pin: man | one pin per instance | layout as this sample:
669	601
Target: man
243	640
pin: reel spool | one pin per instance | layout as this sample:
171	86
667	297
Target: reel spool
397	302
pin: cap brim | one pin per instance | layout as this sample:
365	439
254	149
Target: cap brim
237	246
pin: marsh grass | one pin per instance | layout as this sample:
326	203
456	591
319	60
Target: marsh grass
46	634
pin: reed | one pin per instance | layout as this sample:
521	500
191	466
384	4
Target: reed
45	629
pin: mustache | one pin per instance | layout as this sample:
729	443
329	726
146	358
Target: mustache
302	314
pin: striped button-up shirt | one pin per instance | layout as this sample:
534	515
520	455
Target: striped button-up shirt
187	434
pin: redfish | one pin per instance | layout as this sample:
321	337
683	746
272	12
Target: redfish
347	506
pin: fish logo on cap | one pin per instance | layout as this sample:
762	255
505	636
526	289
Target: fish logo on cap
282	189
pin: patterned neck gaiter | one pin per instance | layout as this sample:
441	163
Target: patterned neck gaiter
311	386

++++++

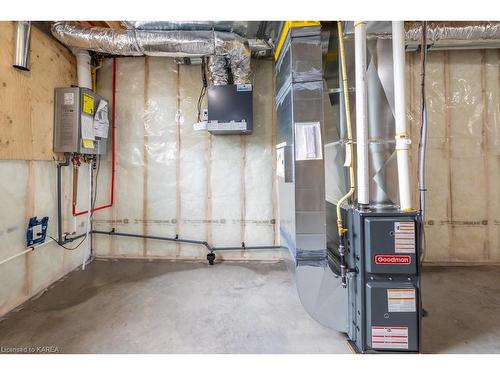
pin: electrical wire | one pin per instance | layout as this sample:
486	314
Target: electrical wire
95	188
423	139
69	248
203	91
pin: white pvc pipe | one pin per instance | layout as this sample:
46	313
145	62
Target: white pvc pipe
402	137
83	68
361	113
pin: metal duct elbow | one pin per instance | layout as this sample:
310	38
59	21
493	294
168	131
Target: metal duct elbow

++++++

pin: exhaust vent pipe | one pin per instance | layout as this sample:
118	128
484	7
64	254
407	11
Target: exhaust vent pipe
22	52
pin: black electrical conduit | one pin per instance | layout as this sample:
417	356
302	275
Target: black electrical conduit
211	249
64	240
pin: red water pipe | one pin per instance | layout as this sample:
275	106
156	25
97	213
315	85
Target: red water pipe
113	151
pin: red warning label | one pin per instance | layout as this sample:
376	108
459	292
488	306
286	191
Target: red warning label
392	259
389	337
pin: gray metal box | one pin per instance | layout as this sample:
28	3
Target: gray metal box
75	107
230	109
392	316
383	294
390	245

++++++

TO DO: Can you show every line of the records above that contains the word "spool"?

TASK OUTPUT:
pin: reel spool | one pin per instance | layout as this sample:
Target: reel spool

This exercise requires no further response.